Description of the task>
Write the next part of the account of the Red Bull Glimpses event below, starting from its final sentence.

----- Document text

Red Bull give real glimpse into impossible
Glimpse into your potential

Red Bull give real glimpse into impossible

The nature of my role at Atlassian, is that I'm fortunate to attend my fair share of conferences, events, forums and general get togethers. As you can imagine, the calibre of each one is different, and exists on a scale, from the "OK, but dated" to the "damn good".

In early June, I attended the Red Bull Glimpses event in LA, and I realised that there was a whole new scale. Different rules, parameters and a wholly different experience. No sponsors or vendors. No business development or pitching. No early bird ticket sales or group discounts. Every attendee was personally invited and attended free. No speaker fees and negotiations. Every speaker was hand picked and spoke for free. And you know how many speaker slots they saved for Red Bull leaders to get product mentions in? None...yeah, it was confusing.

Who, Where, What and Why?

Short version. I met Dr Andy Walshe at a Virgin event in London last year. His talk on High Performance and Elite Sports, blew my mind. We ate steak, drank wine, and I developed a man crush. We stayed in contact since, and shared ideas. Free. Coz sharing is caring right?

----------
----- Record extracts

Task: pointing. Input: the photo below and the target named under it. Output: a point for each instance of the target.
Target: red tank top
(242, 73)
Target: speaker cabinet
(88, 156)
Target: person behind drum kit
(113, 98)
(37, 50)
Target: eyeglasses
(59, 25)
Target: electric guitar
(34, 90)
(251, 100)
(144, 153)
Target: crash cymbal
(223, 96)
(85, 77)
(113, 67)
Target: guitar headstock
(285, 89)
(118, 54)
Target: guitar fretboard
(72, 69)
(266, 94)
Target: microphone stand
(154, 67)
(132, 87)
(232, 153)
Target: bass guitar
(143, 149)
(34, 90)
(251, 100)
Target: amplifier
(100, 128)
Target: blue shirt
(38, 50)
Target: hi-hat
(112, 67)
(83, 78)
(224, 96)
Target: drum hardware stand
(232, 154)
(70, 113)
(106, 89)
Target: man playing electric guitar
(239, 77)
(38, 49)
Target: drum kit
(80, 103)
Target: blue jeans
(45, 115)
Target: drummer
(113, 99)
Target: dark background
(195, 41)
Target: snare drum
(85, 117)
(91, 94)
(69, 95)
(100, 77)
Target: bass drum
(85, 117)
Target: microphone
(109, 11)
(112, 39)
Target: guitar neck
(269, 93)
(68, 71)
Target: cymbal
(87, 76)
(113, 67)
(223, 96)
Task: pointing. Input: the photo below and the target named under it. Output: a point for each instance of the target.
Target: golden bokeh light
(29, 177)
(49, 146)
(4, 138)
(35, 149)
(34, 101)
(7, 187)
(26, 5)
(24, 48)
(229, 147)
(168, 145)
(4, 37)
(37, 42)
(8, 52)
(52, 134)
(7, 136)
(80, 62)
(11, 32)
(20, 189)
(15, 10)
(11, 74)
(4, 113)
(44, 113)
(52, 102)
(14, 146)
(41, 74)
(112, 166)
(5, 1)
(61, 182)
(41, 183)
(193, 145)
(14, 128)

----------

Reply>
Andy worked with his team to curate the entire event. It's rude to call it a conference, because it wasn't. The idea was to take a glimpses into what could be, and the day was loosely structured around Human 2.0, Humans 2.0 and Humanity 2.0. It sounds cheesy, but it was an experience. One which personally invited people who would be comfortable being uncomfortable...every attendee had 2 things in common, and everything else about them was different:

  1. They had a trusted relationship with Andy and his team
  2. They had a deep curiosity for what others see as impossible

When I say it wasn't a conference, the easiest thing to do would be to explain how the event started. You see, the first topic was "Innovation and the edge of possible". It had been an early start and the coffee hadn't kicked in yet. I knew the slides we'd get on cheesy quotes, a 2x2 matrix of markets/products, and some shit on disruption. I'd delivered in 50 times myself. But not at Glimpses. As we ate our breakfast in a lush field in Saddle Creek Vineyard, we were asked to put our ear plugs in for the first time. My interest was peaked.

Don't say it...DO IT!

Setting the tone for the entire experience, the innovation presentation was more of a demonstration and less of a presentation. Cue stage right, and the arrival of Richard Browning from Gravity, who I'd shared a beer with at the welcome event the night before, and who'd explained "I've got a few pre-performance nerves".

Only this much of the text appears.